Le litige portait sur la distinction entre deux catégories de la nomenclature combinée : les farines de graines oléagineuses partiellement déshuilées relevant de la position 1208, et les tourteaux constituant des résidus de l’extraction d’huile relevant des positions 2304 et 2306. L’administration soutenait que le broyage préalable au pressage caractérisait une farine ensuite déshuilée, tandis que la société défendait la qualification de tourteau comme résidu d’extraction.

La Cour rappelle la jurisprudence de la Cour de justice de l’Union européenne selon laquelle « le critère décisif pour la classification tarifaire des marchandises doit être recherché, d’une manière générale, dans leurs caractéristiques et propriétés objectives ». Elle constate que le processus de fabrication des produits litigieux comporte plusieurs étapes : concassage au broyeur à marteaux, traitement à chaud, extrusion et pressage permettant l’extraction de l’huile. Le produit obtenu « apparaît résulter de cette transformation par extraction de l’huile de soja et constituer un résidu de cette extraction ».

_DONNÉES:_
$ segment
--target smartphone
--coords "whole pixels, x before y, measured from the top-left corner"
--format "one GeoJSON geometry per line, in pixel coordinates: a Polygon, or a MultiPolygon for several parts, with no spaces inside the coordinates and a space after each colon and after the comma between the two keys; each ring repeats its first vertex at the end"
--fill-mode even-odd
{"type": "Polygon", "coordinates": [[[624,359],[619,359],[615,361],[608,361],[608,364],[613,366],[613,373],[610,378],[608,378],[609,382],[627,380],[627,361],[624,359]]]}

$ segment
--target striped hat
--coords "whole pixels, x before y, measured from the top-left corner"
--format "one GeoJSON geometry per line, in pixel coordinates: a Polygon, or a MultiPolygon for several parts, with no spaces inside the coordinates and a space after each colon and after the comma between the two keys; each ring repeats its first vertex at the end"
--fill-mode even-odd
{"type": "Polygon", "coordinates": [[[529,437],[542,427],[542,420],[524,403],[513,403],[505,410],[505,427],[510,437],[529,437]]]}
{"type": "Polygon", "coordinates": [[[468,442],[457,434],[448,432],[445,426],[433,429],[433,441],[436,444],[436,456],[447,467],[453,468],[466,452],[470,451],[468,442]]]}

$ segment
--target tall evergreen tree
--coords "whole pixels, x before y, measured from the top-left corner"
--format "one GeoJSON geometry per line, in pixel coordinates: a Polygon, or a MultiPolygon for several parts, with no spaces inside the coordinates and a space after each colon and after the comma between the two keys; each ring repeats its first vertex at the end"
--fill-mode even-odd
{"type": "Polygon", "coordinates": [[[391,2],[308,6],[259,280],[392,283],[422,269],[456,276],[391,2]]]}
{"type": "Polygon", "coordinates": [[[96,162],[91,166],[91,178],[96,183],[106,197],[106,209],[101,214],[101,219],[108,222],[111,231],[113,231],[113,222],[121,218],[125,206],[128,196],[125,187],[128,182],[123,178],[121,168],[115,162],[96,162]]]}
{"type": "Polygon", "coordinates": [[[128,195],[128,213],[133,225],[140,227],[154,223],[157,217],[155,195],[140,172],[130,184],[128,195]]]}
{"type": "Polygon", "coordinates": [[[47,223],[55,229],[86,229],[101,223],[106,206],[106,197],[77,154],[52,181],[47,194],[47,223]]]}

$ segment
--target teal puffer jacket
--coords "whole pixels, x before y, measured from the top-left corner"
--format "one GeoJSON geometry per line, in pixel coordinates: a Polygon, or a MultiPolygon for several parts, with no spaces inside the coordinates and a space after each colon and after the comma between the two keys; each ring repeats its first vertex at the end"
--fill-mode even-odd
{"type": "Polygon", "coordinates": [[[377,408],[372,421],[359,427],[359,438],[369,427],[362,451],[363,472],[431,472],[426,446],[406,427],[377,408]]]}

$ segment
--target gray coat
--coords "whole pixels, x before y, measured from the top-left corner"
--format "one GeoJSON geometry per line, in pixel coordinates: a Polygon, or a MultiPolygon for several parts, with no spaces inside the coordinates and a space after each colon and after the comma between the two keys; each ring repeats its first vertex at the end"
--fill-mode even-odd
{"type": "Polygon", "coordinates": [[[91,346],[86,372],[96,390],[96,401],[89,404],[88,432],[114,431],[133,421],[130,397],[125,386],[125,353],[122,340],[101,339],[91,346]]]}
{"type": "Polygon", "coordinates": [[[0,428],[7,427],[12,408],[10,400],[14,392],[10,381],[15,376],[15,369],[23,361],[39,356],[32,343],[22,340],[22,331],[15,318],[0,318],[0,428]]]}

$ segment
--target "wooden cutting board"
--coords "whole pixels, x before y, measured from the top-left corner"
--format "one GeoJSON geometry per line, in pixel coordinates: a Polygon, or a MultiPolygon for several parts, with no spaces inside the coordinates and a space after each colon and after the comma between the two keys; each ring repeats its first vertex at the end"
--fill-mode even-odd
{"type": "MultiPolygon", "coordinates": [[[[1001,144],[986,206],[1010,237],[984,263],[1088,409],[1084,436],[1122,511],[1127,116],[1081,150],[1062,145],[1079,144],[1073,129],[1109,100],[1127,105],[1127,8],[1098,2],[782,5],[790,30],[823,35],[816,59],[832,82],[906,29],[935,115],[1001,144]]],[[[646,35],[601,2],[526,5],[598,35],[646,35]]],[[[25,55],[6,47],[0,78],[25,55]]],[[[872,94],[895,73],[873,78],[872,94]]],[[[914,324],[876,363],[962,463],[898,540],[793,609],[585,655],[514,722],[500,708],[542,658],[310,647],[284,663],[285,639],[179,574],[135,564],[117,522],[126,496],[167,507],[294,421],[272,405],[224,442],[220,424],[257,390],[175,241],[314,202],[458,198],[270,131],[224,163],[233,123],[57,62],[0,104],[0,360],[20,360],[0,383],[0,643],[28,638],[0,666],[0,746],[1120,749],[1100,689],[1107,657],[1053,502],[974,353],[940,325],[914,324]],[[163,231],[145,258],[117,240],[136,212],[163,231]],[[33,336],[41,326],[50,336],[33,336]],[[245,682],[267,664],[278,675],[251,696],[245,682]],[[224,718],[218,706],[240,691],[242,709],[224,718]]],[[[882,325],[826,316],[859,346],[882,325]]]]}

_ENSEMBLE DE TÂCHES:_
- 1) Répondez aux questions suivantes d'après le passage fourni.
(a) De quelle position de la nomenclature combinée relèvent les farines de graines oléagineuses partiellement déshuilées ?
(b) Quelle qualification la société défendait-elle ?
(c) Quelle est la première étape du processus de fabrication des produits litigieux ?
- 2) Reproduisez fidèlement le segment du passage fourni allant de « Le litige portait » jusqu'à « comme résidu d’extraction. ».

_RÉPONSES FOURNIES:_
- 1)
(a) De la position 1208.
(b) La qualification de tourteau comme résidu d'extraction.
(c) Le concassage au broyeur à marteaux.

- 2)
Le litige portait sur la distinction entre deux catégories de la nomenclature combinée : les farines de graines oléagineuses partiellement déshuilées relevant de la position 1208, et les tourteaux constituant des résidus de l’extraction d’huile relevant des positions 2304 et 2306. L’administration soutenait que le broyage préalable au pressage caractérisait une farine ensuite déshuilée, tandis que la société défendait la qualification de tourteau comme résidu d’extraction.